§ **TASK GOAL**:
Convert the records below into a JSON list of strings, one string per line, omitting blank lines. Include every line from all the records.

──────── DATA FOR THIS EXERCISE ────────

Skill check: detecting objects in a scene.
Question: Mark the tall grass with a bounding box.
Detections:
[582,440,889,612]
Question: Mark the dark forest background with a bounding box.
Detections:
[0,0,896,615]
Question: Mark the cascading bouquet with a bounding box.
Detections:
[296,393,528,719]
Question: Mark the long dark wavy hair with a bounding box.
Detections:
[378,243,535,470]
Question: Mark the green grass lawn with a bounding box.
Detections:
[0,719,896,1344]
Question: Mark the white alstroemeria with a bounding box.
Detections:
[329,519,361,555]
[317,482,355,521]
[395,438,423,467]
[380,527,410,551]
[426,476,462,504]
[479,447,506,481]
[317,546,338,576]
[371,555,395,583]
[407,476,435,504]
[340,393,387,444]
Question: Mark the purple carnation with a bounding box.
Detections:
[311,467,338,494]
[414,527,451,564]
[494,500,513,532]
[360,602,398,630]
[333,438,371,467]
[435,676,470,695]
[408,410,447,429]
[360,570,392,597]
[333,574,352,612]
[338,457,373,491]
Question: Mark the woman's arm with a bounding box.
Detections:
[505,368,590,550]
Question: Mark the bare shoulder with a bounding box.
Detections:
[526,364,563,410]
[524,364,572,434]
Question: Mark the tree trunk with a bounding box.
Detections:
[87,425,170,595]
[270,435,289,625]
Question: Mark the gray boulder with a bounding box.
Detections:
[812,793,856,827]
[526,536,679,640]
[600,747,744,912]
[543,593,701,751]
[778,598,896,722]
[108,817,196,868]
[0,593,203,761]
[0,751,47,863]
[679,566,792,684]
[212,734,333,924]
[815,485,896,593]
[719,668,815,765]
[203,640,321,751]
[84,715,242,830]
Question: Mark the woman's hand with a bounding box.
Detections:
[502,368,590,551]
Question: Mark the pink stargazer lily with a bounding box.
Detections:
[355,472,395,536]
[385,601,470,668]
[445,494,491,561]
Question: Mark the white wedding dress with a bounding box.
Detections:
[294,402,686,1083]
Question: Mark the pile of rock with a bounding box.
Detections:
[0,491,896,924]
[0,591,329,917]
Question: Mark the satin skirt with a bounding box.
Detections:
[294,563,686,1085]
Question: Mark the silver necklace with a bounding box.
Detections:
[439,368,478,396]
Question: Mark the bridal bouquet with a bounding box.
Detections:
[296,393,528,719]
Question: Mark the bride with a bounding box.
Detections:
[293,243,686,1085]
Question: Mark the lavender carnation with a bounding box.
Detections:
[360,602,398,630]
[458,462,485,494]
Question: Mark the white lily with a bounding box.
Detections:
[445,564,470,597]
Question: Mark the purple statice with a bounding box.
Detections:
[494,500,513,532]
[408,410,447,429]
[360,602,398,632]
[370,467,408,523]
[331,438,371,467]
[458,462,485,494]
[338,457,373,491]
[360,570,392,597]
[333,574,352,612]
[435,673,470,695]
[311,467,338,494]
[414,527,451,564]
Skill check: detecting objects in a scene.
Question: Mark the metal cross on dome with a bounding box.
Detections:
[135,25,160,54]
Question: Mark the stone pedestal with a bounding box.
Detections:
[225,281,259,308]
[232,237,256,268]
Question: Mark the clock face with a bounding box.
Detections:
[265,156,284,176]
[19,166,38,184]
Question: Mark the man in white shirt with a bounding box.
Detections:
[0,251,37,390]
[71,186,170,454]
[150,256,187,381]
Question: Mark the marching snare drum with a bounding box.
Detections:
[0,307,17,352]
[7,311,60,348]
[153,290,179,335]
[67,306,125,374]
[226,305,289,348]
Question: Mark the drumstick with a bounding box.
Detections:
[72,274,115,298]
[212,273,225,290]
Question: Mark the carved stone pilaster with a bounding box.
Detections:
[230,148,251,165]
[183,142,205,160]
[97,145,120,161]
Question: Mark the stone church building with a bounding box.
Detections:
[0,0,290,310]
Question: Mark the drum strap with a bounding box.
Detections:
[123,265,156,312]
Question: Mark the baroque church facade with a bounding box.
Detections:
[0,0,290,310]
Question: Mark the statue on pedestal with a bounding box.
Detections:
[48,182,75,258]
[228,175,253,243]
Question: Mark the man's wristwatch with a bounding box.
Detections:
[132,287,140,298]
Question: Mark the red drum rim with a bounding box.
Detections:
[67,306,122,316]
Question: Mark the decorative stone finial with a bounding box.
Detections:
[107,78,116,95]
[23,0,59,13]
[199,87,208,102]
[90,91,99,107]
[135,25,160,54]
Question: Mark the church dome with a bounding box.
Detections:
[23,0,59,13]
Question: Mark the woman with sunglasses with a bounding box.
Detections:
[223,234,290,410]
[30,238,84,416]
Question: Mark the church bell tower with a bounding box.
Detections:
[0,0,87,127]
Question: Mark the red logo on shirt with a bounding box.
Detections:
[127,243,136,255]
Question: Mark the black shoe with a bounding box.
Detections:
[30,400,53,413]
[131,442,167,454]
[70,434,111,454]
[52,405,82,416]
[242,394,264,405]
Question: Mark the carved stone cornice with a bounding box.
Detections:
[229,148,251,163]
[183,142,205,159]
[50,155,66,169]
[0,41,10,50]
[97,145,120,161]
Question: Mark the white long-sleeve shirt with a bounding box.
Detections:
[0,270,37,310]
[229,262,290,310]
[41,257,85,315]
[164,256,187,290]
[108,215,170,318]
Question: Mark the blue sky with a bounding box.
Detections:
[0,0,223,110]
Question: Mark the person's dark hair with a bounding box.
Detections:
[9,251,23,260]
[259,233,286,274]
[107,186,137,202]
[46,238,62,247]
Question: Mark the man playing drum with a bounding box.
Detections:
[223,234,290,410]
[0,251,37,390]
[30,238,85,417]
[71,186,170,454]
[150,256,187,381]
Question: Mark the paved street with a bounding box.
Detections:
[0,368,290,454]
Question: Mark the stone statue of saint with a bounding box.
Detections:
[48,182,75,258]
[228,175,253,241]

────────

§ **WORKED SOLUTION**:
[
  "Skill check: detecting objects in a scene.",
  "Question: Mark the tall grass with a bounding box.",
  "Detections:",
  "[582,440,889,612]",
  "Question: Mark the dark forest background with a bounding box.",
  "Detections:",
  "[0,0,896,615]",
  "Question: Mark the cascading bouquet with a bounding box.",
  "Detections:",
  "[296,393,528,719]",
  "Question: Mark the long dark wavy hair with a bounding box.",
  "Detections:",
  "[378,243,535,470]",
  "Question: Mark the green grass lawn with a bounding box.",
  "Detections:",
  "[0,719,896,1344]",
  "Question: Mark the white alstroemeria with a bounding box.",
  "Detections:",
  "[329,519,361,555]",
  "[317,482,355,521]",
  "[395,438,423,467]",
  "[380,527,410,551]",
  "[426,476,462,504]",
  "[479,447,506,481]",
  "[317,546,338,576]",
  "[371,555,395,583]",
  "[407,476,435,504]",
  "[340,393,387,444]",
  "Question: Mark the purple carnation with a bounding box.",
  "Detections:",
  "[311,467,338,494]",
  "[414,527,451,564]",
  "[494,500,513,532]",
  "[360,602,398,630]",
  "[333,438,371,467]",
  "[435,676,470,695]",
  "[408,410,447,429]",
  "[360,570,392,597]",
  "[333,574,352,612]",
  "[338,457,373,491]",
  "Question: Mark the woman's arm with a bounding box.",
  "Detections:",
  "[505,368,590,550]",
  "Question: Mark the bare shoulder with a bounding box.",
  "Detections:",
  "[526,364,563,410]",
  "[524,364,572,434]",
  "Question: Mark the tree trunk with a bounding box.",
  "Detections:",
  "[87,425,170,595]",
  "[270,435,289,625]",
  "Question: Mark the gray boulder with a bounding box.",
  "Detections:",
  "[812,793,856,827]",
  "[526,536,679,640]",
  "[600,747,744,912]",
  "[543,593,701,751]",
  "[778,598,896,722]",
  "[108,817,196,868]",
  "[0,593,203,761]",
  "[0,751,47,863]",
  "[679,566,792,684]",
  "[212,734,333,924]",
  "[815,485,896,593]",
  "[719,668,815,765]",
  "[203,640,321,751]",
  "[84,715,242,830]",
  "Question: Mark the woman's hand with a bounding box.",
  "Detections:",
  "[502,368,590,551]",
  "Question: Mark the pink stargazer lily with a bounding box.",
  "Detections:",
  "[355,472,395,536]",
  "[385,601,470,668]",
  "[445,494,491,561]",
  "Question: Mark the white wedding dress with a bounding box.",
  "Detections:",
  "[294,402,686,1083]",
  "Question: Mark the pile of rock with a bounding box.",
  "Detections:",
  "[0,491,896,924]",
  "[0,591,329,917]",
  "Question: Mark the satin skirt with a bounding box.",
  "Detections:",
  "[294,563,686,1085]",
  "Question: Mark the silver necklace with a bounding box.",
  "Detections:",
  "[439,368,478,396]",
  "Question: Mark the bridal bouquet with a bounding box.",
  "Detections:",
  "[296,393,528,719]",
  "Question: Mark the bride with a bounding box.",
  "Detections:",
  "[293,243,686,1085]",
  "Question: Mark the lavender carnation with a bounding box.",
  "Detections:",
  "[360,602,398,630]",
  "[458,462,485,494]",
  "Question: Mark the white lily with a bounding box.",
  "Detections:",
  "[445,564,470,597]",
  "Question: Mark the purple statice with a bounding box.",
  "Detections:",
  "[494,500,513,532]",
  "[408,410,447,429]",
  "[360,602,398,632]",
  "[370,467,408,523]",
  "[331,438,371,467]",
  "[458,462,485,494]",
  "[338,457,373,491]",
  "[360,570,392,597]",
  "[333,574,352,612]",
  "[435,673,470,695]",
  "[311,467,338,494]",
  "[414,527,451,564]",
  "Skill check: detecting objects in a scene.",
  "Question: Mark the metal cross on dome with a bounding box.",
  "Detections:",
  "[135,25,160,54]",
  "Question: Mark the stone pedestal with a bounding box.",
  "Detections:",
  "[225,281,259,308]",
  "[232,237,256,268]",
  "Question: Mark the clock face with a bounding box.",
  "Detections:",
  "[265,156,284,176]",
  "[19,166,38,184]",
  "Question: Mark the man in white shirt with a bounding box.",
  "Detections:",
  "[0,251,37,390]",
  "[71,186,170,454]",
  "[150,256,187,381]",
  "Question: Mark the marching snare drum with a bounding box.",
  "Detections:",
  "[0,307,17,352]",
  "[7,311,60,348]",
  "[153,290,179,335]",
  "[67,306,125,374]",
  "[226,305,289,348]",
  "Question: Mark the drumstick with a bounding box.",
  "Detections:",
  "[72,274,115,298]",
  "[212,273,225,290]",
  "Question: Mark the carved stone pilaster with a bounding box.",
  "Detections:",
  "[230,148,251,165]",
  "[183,142,205,160]",
  "[97,145,120,161]",
  "Question: Mark the stone church building with a bounding box.",
  "Detections:",
  "[0,0,290,310]",
  "Question: Mark the drum strap with a bounding box.",
  "Detections:",
  "[123,265,156,312]",
  "Question: Mark the baroque church facade with a bounding box.",
  "Detections:",
  "[0,0,290,310]",
  "Question: Mark the statue on pedestal with a bounding box.",
  "Detections:",
  "[48,182,75,258]",
  "[228,175,253,243]",
  "Question: Mark the man's wristwatch with a bounding box.",
  "Detections:",
  "[132,287,140,298]",
  "Question: Mark the red drum rim with a bounding box.",
  "Detections:",
  "[67,306,122,316]",
  "Question: Mark the decorative stone finial with a bounding box.",
  "Detections:",
  "[107,78,116,95]",
  "[23,0,59,13]",
  "[199,87,208,102]",
  "[90,91,99,107]",
  "[135,25,160,54]",
  "Question: Mark the church dome with a bounding box.",
  "Detections:",
  "[23,0,59,13]",
  "Question: Mark the woman with sunglasses with a bounding box.",
  "Detections:",
  "[223,234,290,410]",
  "[30,238,84,416]",
  "Question: Mark the church bell tower with a bounding box.",
  "Detections:",
  "[0,0,87,127]",
  "Question: Mark the red logo on shirt with a bounding box.",
  "Detections:",
  "[127,243,136,255]",
  "Question: Mark the black shoe with a bounding box.",
  "Detections:",
  "[30,400,53,413]",
  "[131,442,167,454]",
  "[70,434,111,454]",
  "[52,405,82,416]",
  "[242,394,264,405]",
  "Question: Mark the carved stone cornice with a bounding box.",
  "Detections:",
  "[229,148,251,163]",
  "[183,142,205,159]",
  "[50,155,66,169]",
  "[0,41,10,50]",
  "[97,145,120,161]",
  "Question: Mark the white long-sleeve shirt with a bounding box.",
  "Detections:",
  "[0,270,37,310]",
  "[229,262,290,310]",
  "[41,257,85,315]",
  "[164,256,187,290]",
  "[108,215,170,318]",
  "Question: Mark the blue sky with a bounding box.",
  "Detections:",
  "[0,0,223,110]",
  "Question: Mark the person's dark hair with a bounding box.",
  "Detections:",
  "[9,251,23,260]",
  "[259,233,286,274]",
  "[107,186,137,202]",
  "[46,238,62,247]",
  "Question: Mark the man playing drum with a bounding box.",
  "Detections:",
  "[223,234,290,410]",
  "[0,251,37,390]",
  "[30,238,85,417]",
  "[71,186,170,454]",
  "[150,256,187,381]",
  "Question: Mark the paved street with a bounding box.",
  "Detections:",
  "[0,368,290,454]",
  "Question: Mark the stone statue of saint with a bounding box.",
  "Detections:",
  "[48,182,75,258]",
  "[228,175,253,241]"
]